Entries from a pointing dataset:
※ ※ ※

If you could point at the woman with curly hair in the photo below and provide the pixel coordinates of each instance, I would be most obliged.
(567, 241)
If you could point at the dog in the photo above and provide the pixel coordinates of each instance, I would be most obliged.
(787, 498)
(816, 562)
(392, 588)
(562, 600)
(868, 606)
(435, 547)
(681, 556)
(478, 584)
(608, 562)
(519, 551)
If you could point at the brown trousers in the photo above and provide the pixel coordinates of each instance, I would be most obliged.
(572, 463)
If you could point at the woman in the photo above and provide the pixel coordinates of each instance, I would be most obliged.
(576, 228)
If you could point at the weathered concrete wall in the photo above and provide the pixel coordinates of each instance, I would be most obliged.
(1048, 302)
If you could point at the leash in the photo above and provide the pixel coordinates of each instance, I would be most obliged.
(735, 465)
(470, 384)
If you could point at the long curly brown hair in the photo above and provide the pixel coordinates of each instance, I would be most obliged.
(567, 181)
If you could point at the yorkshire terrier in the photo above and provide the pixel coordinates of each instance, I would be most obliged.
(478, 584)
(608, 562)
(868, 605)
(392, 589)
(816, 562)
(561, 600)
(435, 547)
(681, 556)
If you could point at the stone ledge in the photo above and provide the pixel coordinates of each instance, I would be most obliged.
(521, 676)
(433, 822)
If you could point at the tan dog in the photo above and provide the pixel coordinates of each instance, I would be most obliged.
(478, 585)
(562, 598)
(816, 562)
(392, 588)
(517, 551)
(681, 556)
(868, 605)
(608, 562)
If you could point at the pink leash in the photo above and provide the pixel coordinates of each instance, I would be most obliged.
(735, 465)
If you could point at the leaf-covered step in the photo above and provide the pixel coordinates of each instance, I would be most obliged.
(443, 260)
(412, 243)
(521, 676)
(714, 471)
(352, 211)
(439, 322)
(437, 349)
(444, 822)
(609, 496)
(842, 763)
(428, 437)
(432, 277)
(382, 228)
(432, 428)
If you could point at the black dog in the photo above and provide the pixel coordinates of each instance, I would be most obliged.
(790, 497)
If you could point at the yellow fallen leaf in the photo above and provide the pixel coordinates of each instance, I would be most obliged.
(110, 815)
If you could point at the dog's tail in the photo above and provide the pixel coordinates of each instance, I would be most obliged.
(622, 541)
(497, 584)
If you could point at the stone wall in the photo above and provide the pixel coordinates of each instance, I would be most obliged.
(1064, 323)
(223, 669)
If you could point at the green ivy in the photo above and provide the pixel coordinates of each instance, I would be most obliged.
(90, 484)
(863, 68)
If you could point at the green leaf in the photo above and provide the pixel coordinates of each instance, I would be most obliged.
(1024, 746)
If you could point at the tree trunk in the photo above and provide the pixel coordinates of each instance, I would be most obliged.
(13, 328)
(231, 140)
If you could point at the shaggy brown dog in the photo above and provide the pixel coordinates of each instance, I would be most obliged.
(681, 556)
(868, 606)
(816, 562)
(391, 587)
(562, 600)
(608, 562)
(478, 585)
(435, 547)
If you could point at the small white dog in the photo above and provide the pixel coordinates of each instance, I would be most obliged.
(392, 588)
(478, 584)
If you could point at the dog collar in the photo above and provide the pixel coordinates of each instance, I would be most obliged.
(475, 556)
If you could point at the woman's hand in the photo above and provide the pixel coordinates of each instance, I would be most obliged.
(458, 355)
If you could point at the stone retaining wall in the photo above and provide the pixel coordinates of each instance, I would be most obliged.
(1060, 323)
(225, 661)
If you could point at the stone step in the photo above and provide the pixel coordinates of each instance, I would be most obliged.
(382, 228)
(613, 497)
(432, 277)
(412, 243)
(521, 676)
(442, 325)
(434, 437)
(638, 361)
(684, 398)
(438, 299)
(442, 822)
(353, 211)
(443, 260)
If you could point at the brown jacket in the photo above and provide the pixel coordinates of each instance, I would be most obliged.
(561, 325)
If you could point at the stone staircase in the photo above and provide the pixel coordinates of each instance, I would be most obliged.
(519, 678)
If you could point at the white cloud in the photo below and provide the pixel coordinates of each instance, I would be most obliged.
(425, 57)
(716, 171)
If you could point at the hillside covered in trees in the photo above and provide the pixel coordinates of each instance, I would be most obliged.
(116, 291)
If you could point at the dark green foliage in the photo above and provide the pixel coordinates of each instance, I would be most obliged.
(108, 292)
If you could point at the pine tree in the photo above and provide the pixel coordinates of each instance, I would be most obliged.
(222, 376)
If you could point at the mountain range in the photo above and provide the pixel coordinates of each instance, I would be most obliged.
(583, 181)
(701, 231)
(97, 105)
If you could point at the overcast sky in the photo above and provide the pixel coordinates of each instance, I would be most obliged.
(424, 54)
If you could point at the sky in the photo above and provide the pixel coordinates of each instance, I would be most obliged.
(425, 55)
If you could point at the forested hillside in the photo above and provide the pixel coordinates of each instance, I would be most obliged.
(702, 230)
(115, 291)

※ ※ ※

## TASK REQUIREMENTS
Take the lines above and retype all of them exactly.

## THE RESULT
If you could point at the woman with curly hair in the photo below and provide the pixel coordinates of each instance, I would be most obliged.
(567, 241)
If you could point at the dog in the photo above and provide the pixel coordinates of each instance, I would be most obliged.
(787, 498)
(816, 562)
(392, 588)
(562, 600)
(868, 606)
(435, 547)
(681, 556)
(478, 584)
(608, 562)
(519, 551)
If you could point at the brown trousers in the photo above and provide the pixel coordinates of each instance, I would be most obliged.
(572, 463)
If you could point at the woman in the photo above and provide the pixel coordinates of each instance, I would be most obliged.
(576, 228)
If you could point at the weathered concrete wall in the photo above and provide the pixel coordinates of each instance, I would be most obliged.
(1048, 302)
If you could point at the leash in the photo above and provide the pixel coordinates of each instance, I would be most obliged.
(735, 465)
(470, 384)
If you could point at the long curly brown hair in the photo above and provide the pixel coordinates of each instance, I would be most obliged.
(567, 181)
If you could point at the yorkshire terrier in the photo above and provide the pixel coordinates of each instance, I would be most obliged.
(478, 584)
(608, 562)
(868, 605)
(392, 589)
(816, 562)
(561, 600)
(435, 547)
(681, 556)
If you could point at the stone ledge in the photo above and provide the pixel coordinates of each instance, I would be most obliged.
(521, 676)
(433, 822)
If you could point at the tan dog in the photo above and provide the pixel coordinates of each instance, I would be most obliged.
(478, 585)
(562, 598)
(816, 562)
(392, 588)
(517, 551)
(681, 556)
(868, 605)
(608, 562)
If you could point at the pink leash in the photo above and provide the pixel coordinates of each instance, I would be most obliged.
(735, 465)
If you could point at the leaf-covered step in the photo above and provide the pixel coordinates of each instance, I would be most obliged.
(443, 260)
(412, 243)
(521, 676)
(714, 471)
(352, 211)
(439, 322)
(437, 349)
(444, 822)
(609, 496)
(842, 763)
(428, 437)
(432, 277)
(382, 228)
(432, 428)
If you could point at the black dog in the photo above and provide the pixel coordinates of each instance, I would be most obliged.
(790, 497)
If you could point at the yellow fallen leaf in the photo above and provide the pixel coordinates of each instance, I would be most obliged.
(110, 815)
If you could point at the dog's tail in the photo above and provide the pixel coordinates of each instance, I would be most obliged.
(622, 541)
(497, 584)
If you could point at the stone wall in the photo above and provide the pixel coordinates of each instance, I would be most obliged.
(1064, 323)
(223, 669)
If you could point at the green ivy in the photo above and provide the pixel coordinates of each instance, I would be most obliged.
(90, 484)
(863, 68)
If you could point at the green leaf in the photo above and provide the pixel coordinates of each instance, I would be most obliged.
(1024, 746)
If you could point at the tree trunk in the photo above and provide the pixel coordinates of each instance, I would be most obliged.
(13, 328)
(231, 140)
If you could point at the shaggy brown dog in the photo above and provide the pixel coordinates of each instance, I would be most obliged.
(681, 556)
(868, 606)
(816, 562)
(391, 587)
(562, 600)
(608, 562)
(478, 585)
(435, 547)
If you could point at the small white dog in the photo above and provide the pixel coordinates of each instance, I would be most obliged.
(392, 588)
(478, 584)
If you could point at the dog collar in the photo above and provide the pixel coordinates of each instance, I would be most obliged.
(475, 556)
If you could point at the woman's hand in the photo above and provide the pixel coordinates of each instance, I would be most obliged.
(458, 355)
If you could point at the stone retaining wall in the photo above and provide the pixel coordinates of each instance, I would be most obliged.
(1060, 323)
(225, 661)
If you could point at the stone step in the photo above and provide the pixel coordinates of each instance, I would be most obliged.
(382, 228)
(613, 497)
(432, 277)
(412, 243)
(521, 676)
(442, 325)
(434, 437)
(638, 361)
(684, 398)
(438, 299)
(442, 822)
(353, 211)
(443, 260)
If you could point at the brown jacket in the photo above and provide the pixel coordinates of each instance, I would be most obliged.
(561, 325)
If you could point at the stone staircase in the photo above and provide the pixel coordinates of each instance, I would be most obliged.
(519, 678)
If you could point at the white cloud in the photo below and provide the pixel coordinates of each instance, I would be most obliged.
(425, 57)
(716, 171)
If you could point at the hillside covered in trees in the photo above and provide the pixel coordinates of each instance, I would be most obliged.
(116, 291)
If you could point at the dark green foliage in the photo above and provide the pixel coordinates of each instance, I would be most obliged.
(108, 292)
If you could point at the pine tree in the photo above and provide the pixel coordinates of each instance, I would be most obliged.
(222, 376)
If you could point at the mountain range in the photo above and provide the pixel coordinates of each instance, I would be most obliged.
(583, 181)
(701, 231)
(97, 105)
If you could point at the overcast sky in the photo above and provide the pixel coordinates of each instance, I would be most obliged.
(424, 54)
If you could point at the sky in the photo above and provide the pixel coordinates of each instance, I would be most obliged.
(425, 55)
If you could point at the forested hillside in the photo above and provide the pixel coordinates of each instance, I would be most obliged.
(702, 230)
(115, 291)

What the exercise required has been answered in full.